─── Data

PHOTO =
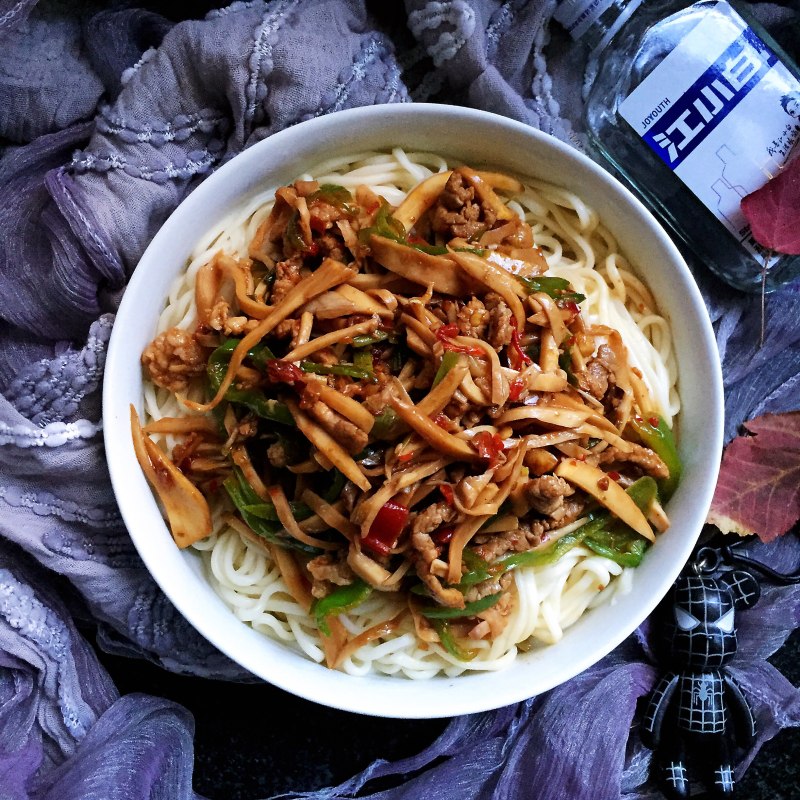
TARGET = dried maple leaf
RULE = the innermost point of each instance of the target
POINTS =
(758, 490)
(773, 211)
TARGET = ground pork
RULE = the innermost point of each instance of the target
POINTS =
(287, 276)
(472, 319)
(501, 325)
(599, 373)
(173, 358)
(350, 436)
(642, 457)
(490, 546)
(328, 571)
(546, 494)
(433, 517)
(458, 212)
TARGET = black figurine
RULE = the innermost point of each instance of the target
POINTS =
(697, 712)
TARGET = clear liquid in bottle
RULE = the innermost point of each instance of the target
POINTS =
(696, 107)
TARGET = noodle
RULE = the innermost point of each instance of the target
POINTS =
(545, 599)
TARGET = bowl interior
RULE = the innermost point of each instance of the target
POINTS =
(478, 139)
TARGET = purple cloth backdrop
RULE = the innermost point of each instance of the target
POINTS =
(109, 116)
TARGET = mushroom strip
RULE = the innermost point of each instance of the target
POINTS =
(398, 404)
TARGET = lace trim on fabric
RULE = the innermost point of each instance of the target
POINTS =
(458, 14)
(179, 129)
(376, 49)
(52, 389)
(47, 634)
(53, 435)
(260, 61)
(197, 162)
(45, 504)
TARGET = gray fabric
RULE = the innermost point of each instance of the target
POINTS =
(108, 120)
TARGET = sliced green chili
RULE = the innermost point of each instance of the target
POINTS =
(448, 641)
(262, 510)
(660, 439)
(365, 340)
(565, 362)
(252, 399)
(384, 224)
(348, 370)
(338, 601)
(243, 496)
(619, 543)
(449, 360)
(386, 425)
(557, 288)
(479, 569)
(336, 196)
(642, 492)
(469, 610)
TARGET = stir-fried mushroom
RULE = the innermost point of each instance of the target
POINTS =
(643, 457)
(405, 401)
(433, 517)
(458, 212)
(173, 359)
(327, 572)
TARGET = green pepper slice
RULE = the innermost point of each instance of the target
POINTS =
(469, 610)
(252, 399)
(618, 543)
(642, 492)
(557, 288)
(386, 426)
(338, 601)
(348, 370)
(365, 340)
(336, 196)
(243, 497)
(660, 439)
(449, 360)
(448, 641)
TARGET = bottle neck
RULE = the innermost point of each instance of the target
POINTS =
(594, 22)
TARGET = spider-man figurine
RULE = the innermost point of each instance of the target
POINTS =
(697, 711)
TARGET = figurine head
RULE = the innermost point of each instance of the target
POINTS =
(701, 628)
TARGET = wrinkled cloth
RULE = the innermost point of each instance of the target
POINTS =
(108, 118)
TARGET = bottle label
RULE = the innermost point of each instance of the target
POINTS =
(577, 16)
(722, 112)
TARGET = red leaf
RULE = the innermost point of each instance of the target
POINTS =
(758, 490)
(773, 211)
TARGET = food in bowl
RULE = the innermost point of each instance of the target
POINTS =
(414, 417)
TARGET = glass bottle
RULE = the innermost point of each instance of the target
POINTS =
(696, 106)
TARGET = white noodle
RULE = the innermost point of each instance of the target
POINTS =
(547, 599)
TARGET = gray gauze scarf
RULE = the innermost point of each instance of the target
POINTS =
(109, 118)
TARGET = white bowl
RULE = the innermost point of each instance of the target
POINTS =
(475, 138)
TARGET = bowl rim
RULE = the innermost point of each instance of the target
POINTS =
(349, 693)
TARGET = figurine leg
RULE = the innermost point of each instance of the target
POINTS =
(719, 769)
(673, 771)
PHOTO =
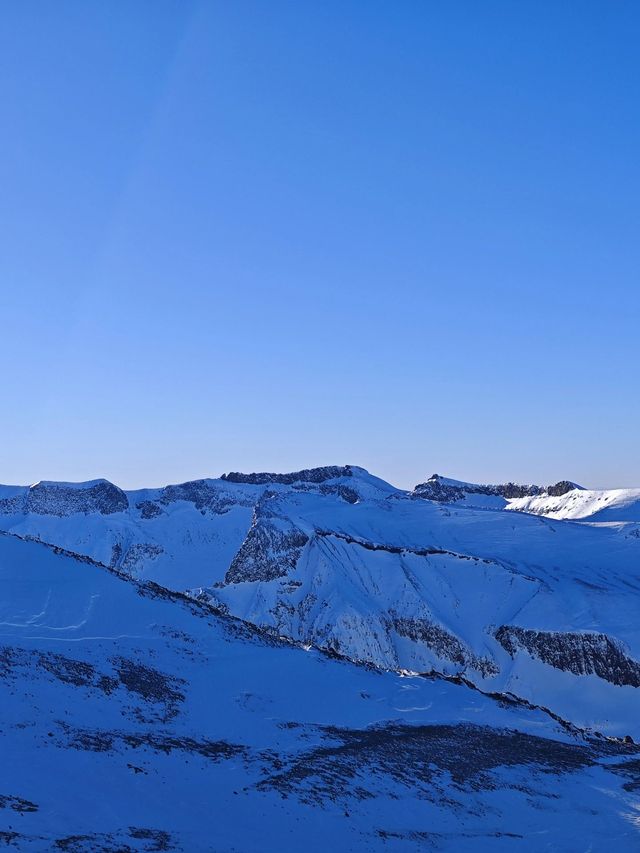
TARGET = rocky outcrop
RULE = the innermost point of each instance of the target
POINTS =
(205, 495)
(581, 654)
(62, 499)
(309, 475)
(438, 488)
(442, 642)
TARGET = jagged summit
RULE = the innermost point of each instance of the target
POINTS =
(446, 490)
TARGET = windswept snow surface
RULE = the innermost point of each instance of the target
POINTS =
(133, 719)
(611, 505)
(335, 558)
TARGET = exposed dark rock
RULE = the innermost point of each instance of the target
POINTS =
(443, 643)
(582, 654)
(149, 509)
(561, 488)
(139, 554)
(205, 495)
(310, 475)
(267, 553)
(417, 756)
(61, 500)
(435, 489)
(17, 804)
(345, 492)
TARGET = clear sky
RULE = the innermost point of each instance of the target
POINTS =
(269, 235)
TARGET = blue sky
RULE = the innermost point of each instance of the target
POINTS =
(249, 235)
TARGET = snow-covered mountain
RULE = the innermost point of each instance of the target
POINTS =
(502, 496)
(135, 719)
(597, 506)
(338, 559)
(563, 500)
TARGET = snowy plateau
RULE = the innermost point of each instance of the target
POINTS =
(319, 660)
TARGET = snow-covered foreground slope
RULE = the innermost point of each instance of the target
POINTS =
(337, 559)
(135, 719)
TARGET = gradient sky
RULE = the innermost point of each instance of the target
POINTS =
(270, 235)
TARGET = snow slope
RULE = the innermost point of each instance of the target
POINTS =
(134, 719)
(610, 505)
(336, 558)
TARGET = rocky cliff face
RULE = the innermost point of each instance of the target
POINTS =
(335, 558)
(581, 654)
(441, 489)
(64, 499)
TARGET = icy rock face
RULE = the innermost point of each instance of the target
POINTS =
(61, 499)
(271, 549)
(309, 475)
(442, 642)
(337, 559)
(205, 495)
(150, 706)
(581, 654)
(441, 489)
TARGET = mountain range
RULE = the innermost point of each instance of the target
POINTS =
(327, 658)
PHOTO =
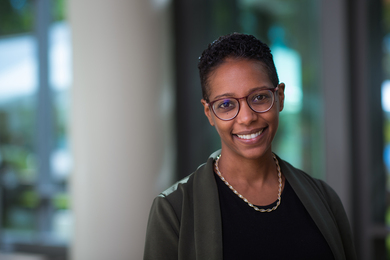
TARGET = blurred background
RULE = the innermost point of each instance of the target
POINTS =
(100, 111)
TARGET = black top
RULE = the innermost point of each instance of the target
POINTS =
(286, 233)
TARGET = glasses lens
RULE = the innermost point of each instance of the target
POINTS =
(261, 100)
(226, 108)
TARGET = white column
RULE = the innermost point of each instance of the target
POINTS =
(120, 122)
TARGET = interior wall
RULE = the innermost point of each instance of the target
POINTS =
(120, 122)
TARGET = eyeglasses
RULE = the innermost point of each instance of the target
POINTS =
(260, 101)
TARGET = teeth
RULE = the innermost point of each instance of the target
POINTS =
(251, 136)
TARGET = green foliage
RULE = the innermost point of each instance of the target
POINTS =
(61, 201)
(13, 21)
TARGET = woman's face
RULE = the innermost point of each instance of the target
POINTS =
(249, 134)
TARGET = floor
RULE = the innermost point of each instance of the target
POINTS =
(20, 257)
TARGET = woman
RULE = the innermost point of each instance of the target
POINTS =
(245, 202)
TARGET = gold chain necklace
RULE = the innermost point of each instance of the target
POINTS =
(243, 198)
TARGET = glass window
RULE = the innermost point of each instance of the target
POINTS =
(34, 200)
(386, 101)
(291, 29)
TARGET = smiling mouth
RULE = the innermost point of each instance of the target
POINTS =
(251, 136)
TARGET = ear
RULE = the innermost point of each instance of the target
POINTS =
(207, 112)
(281, 96)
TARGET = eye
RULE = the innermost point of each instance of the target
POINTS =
(261, 97)
(225, 104)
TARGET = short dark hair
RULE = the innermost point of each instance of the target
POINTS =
(235, 45)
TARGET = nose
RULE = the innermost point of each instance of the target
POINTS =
(246, 115)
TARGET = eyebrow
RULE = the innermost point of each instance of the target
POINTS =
(232, 95)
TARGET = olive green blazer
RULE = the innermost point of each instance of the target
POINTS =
(185, 220)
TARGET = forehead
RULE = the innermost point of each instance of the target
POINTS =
(238, 77)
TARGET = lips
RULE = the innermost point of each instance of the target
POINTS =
(250, 136)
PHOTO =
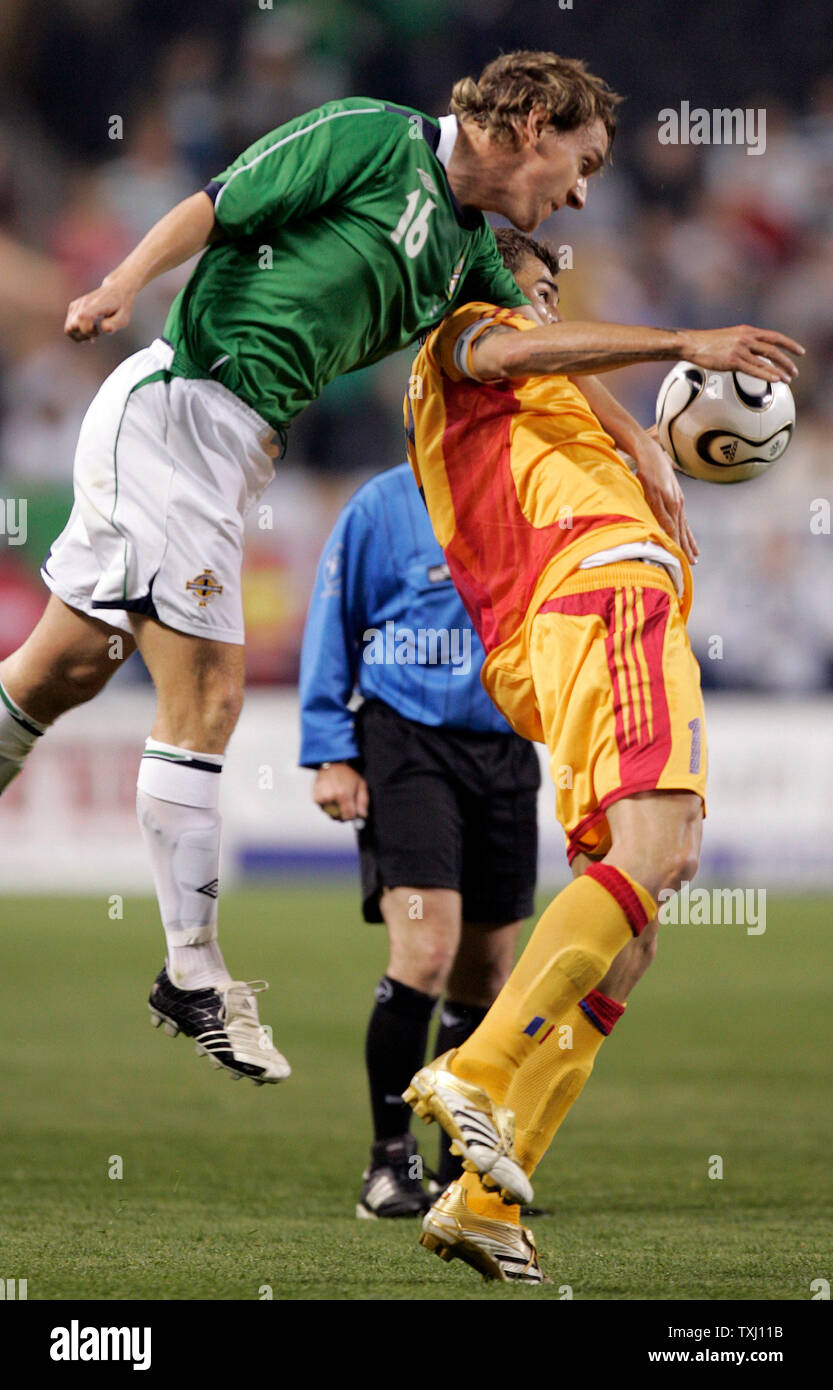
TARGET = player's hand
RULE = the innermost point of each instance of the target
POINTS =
(664, 494)
(341, 792)
(761, 352)
(103, 310)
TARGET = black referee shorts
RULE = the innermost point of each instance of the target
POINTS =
(448, 809)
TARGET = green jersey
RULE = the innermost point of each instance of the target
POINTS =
(338, 241)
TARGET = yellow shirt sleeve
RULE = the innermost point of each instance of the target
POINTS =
(452, 342)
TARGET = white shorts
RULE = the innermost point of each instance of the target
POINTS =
(166, 470)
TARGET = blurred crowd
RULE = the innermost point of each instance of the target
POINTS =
(113, 110)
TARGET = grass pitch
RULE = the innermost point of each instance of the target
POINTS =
(725, 1051)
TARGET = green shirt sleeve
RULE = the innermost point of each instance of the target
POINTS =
(488, 280)
(298, 167)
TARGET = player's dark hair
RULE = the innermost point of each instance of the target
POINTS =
(516, 246)
(509, 88)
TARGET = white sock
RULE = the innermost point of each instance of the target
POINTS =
(177, 799)
(18, 734)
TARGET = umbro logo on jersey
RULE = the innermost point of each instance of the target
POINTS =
(427, 182)
(205, 587)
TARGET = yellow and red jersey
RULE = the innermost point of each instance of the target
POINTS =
(522, 484)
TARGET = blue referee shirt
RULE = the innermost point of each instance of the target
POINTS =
(387, 619)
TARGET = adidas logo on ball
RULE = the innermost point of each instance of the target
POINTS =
(723, 426)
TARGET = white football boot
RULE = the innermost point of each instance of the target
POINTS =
(224, 1026)
(481, 1132)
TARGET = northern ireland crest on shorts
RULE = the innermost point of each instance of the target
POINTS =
(205, 587)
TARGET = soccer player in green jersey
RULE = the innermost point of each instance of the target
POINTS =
(333, 241)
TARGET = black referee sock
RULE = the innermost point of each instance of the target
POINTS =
(394, 1050)
(456, 1023)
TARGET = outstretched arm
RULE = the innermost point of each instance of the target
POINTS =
(654, 466)
(178, 235)
(570, 348)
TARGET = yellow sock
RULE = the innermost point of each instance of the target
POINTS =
(548, 1082)
(572, 947)
(487, 1204)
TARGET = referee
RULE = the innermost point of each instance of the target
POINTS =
(445, 788)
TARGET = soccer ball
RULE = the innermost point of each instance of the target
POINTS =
(723, 426)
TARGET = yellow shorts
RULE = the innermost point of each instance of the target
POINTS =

──────

**Written request:**
Through the last line of the entries above, beginning at the line containing "TARGET = green shirt sleeve", transcribe each line exactly, both ends included and nothing more.

**Response to this task:**
TARGET = green shirt sleeve
RULE = the innermost point of each instance of the target
POINTS =
(488, 280)
(298, 167)
TARGET = player's dark hair
RULE = the innermost point of each instance of the target
POINTS =
(516, 246)
(509, 88)
TARGET = white sock
RULE = the innermost point of each instance of the target
POINTS =
(177, 799)
(18, 734)
TARGET = umbro logo on jersey
RULE = the innermost point of each instance of the target
POINTS =
(427, 182)
(205, 587)
TARGET = yellow and red jersey
RULE = the innermost point of each instance of the target
POINTS =
(522, 484)
TARGET = blue referee shirt
RULE = the innermost point of each instance of the target
POINTS =
(387, 619)
TARGET = adidas logo on ball
RULE = the innermost point of each instance of the target
POINTS =
(723, 426)
TARGET = white football boot
RULE = the innermost point of each instance of the target
POINTS =
(224, 1026)
(481, 1132)
TARGET = northern ireland crest on shorts
RULE = the innermost point of each instance of the target
POINTS =
(205, 587)
TARGET = soccer player in green jersey
RULE = the innermost point of each instance of the target
POINTS =
(333, 241)
TARGET = black referee sock
RULE = the innermost point of each instance of the target
POINTS =
(394, 1050)
(456, 1023)
TARGET = outstretched arm
RULE = the innermost point of each instance of the target
POINTS =
(654, 466)
(178, 235)
(570, 348)
TARGET = yellow sock
RULE = the innermost point of each instance of the target
POINTS =
(548, 1082)
(572, 947)
(487, 1204)
TARGET = referee
RULE = the innermost point of each instance of the target
POINTS =
(445, 788)
TARGET = soccer ball
RULE = the innermost point of each instance of the target
POINTS =
(723, 426)
TARGET = yellow shorts
RULE = the innermost point of each instance of the target
POINTS =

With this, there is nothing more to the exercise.